Items listed in a dataset:
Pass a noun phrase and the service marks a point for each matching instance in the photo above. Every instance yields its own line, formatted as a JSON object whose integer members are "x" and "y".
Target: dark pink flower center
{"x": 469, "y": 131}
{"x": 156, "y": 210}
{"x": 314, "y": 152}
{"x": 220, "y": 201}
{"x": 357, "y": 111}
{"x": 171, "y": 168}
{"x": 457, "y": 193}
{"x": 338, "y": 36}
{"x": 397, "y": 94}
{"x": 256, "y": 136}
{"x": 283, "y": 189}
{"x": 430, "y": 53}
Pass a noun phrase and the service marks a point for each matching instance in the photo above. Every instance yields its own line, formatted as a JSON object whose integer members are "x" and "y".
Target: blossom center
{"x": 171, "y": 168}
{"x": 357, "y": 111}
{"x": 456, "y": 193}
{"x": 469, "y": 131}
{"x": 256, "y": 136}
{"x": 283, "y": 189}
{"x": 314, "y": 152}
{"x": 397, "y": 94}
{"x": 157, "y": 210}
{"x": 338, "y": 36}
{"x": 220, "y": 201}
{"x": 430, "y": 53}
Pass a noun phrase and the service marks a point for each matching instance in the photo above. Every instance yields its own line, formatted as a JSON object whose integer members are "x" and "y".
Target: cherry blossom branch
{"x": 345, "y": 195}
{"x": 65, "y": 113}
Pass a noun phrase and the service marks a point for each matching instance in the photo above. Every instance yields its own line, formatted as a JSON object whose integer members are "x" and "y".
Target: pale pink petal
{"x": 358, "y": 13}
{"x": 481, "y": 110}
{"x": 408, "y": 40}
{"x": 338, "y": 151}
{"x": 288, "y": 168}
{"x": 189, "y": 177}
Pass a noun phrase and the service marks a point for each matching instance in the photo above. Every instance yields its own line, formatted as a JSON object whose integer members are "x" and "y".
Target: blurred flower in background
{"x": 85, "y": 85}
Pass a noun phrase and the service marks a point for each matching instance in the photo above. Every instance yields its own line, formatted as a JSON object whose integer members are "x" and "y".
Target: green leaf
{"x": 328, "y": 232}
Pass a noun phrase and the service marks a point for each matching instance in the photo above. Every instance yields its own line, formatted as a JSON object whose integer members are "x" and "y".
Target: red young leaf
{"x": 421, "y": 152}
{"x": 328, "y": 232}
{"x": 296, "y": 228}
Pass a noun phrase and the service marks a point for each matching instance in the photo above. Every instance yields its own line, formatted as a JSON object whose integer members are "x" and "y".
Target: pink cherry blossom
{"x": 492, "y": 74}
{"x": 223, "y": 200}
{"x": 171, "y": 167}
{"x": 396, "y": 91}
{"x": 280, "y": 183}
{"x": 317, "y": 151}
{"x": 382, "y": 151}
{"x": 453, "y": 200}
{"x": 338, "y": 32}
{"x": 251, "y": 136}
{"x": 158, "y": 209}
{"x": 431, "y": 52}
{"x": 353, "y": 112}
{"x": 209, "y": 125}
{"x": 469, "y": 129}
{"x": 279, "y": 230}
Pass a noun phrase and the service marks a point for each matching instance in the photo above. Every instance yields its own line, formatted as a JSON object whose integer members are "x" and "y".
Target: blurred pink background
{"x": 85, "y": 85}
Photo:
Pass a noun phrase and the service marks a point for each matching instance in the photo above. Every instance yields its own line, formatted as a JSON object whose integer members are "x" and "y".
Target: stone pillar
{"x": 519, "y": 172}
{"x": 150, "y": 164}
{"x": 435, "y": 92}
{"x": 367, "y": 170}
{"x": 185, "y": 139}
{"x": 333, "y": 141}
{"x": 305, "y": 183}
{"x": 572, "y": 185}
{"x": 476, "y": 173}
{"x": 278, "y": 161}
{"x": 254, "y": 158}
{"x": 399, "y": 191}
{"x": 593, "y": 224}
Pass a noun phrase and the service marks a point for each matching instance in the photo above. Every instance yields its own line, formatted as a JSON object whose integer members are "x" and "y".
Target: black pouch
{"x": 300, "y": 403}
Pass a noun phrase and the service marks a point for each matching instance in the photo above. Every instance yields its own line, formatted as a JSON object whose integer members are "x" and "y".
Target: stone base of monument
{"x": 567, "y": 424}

TASK DETAILS
Above are the records; set each one down word for word.

SOLUTION TO THIS EXERCISE
Pass a noun phrase and the service marks a point for each matching instance in the photo above. Every instance yields its own line, formatted as a JSON object whose integer members are "x" and "y".
Target: dark pink flower center
{"x": 469, "y": 131}
{"x": 156, "y": 210}
{"x": 314, "y": 152}
{"x": 220, "y": 201}
{"x": 357, "y": 111}
{"x": 171, "y": 168}
{"x": 457, "y": 193}
{"x": 338, "y": 36}
{"x": 397, "y": 94}
{"x": 256, "y": 136}
{"x": 283, "y": 189}
{"x": 430, "y": 53}
Pass a noun phrase and the service marks a point for each matching instance in the photo above. Every instance yields its own line, formatted as a JSON object whose integer members are "x" and "y".
Target: blossom center
{"x": 171, "y": 168}
{"x": 357, "y": 111}
{"x": 456, "y": 193}
{"x": 469, "y": 131}
{"x": 256, "y": 136}
{"x": 283, "y": 189}
{"x": 314, "y": 152}
{"x": 397, "y": 94}
{"x": 157, "y": 210}
{"x": 338, "y": 36}
{"x": 220, "y": 201}
{"x": 430, "y": 53}
Pass a noun phrase and the service marks a point for each matching instance in the photo above. Every instance yields its own line, formatted as a JSON object whose integer members are "x" and "y".
Target: cherry blossom branch
{"x": 345, "y": 195}
{"x": 65, "y": 113}
Pass a noun phrase and the service marks a point for each matching instance in the photo above. Every instance yields its own line, formatted as a JSON object whose integer members are "x" and "y".
Target: pale pink petal
{"x": 358, "y": 13}
{"x": 481, "y": 110}
{"x": 408, "y": 40}
{"x": 338, "y": 151}
{"x": 288, "y": 168}
{"x": 189, "y": 177}
Pass a noun phrase and the service marks a point for each matching instance in the photo above. Every instance yields its own line, formatted as a JSON object whose integer members are "x" and "y".
Target: blurred flower in background
{"x": 85, "y": 85}
Pass a noun phrase and the service marks a point for each matching instance in the photo above. Every instance yields its own line, formatted as a JSON object whose integer members are "x" and "y".
Target: green leaf
{"x": 328, "y": 232}
Pass a noun phrase and the service marks a point for each matching instance in the photo above. Every instance yields its own line, formatted as a JSON object whose integer members are "x" and "y".
Target: red young leaf
{"x": 421, "y": 152}
{"x": 328, "y": 232}
{"x": 296, "y": 228}
Pass a noun phrase and the service marks a point for each matching instance in the photo above. Every instance yields its own line, formatted as a JSON object whose integer members are "x" and "y".
Target: pink cherry blossom
{"x": 492, "y": 74}
{"x": 223, "y": 200}
{"x": 171, "y": 167}
{"x": 396, "y": 91}
{"x": 280, "y": 183}
{"x": 317, "y": 151}
{"x": 382, "y": 151}
{"x": 453, "y": 200}
{"x": 338, "y": 32}
{"x": 251, "y": 136}
{"x": 158, "y": 209}
{"x": 431, "y": 52}
{"x": 353, "y": 112}
{"x": 209, "y": 125}
{"x": 469, "y": 129}
{"x": 279, "y": 230}
Pass a noun phrase and the service marks a point for each matching instance in the photo above. Every instance yields its own line, formatted as a JSON object whose integer members are "x" and "y".
Target: blurred pink background
{"x": 85, "y": 85}
Photo:
Pass a noun phrase and the service marks a point for each matching instance in the photo above. Every instance yields its own line, formatted as a JSON object whose integer members are "x" and "y".
Target: stone pillar
{"x": 519, "y": 172}
{"x": 150, "y": 164}
{"x": 435, "y": 92}
{"x": 367, "y": 170}
{"x": 185, "y": 139}
{"x": 333, "y": 141}
{"x": 305, "y": 183}
{"x": 572, "y": 185}
{"x": 476, "y": 173}
{"x": 278, "y": 161}
{"x": 254, "y": 158}
{"x": 399, "y": 191}
{"x": 593, "y": 224}
Pass a noun phrase and the service marks a point for each matching instance in the photo above. Every instance yields its own line, formatted as a JSON object whose integer members are "x" and "y".
Target: black pouch
{"x": 300, "y": 403}
Pass a noun phrase and the service marks a point for each matching instance in the photo above. Every instance yields its own line, formatted as a JSON object whose integer members are "x" and "y".
Target: stone base of monument
{"x": 567, "y": 424}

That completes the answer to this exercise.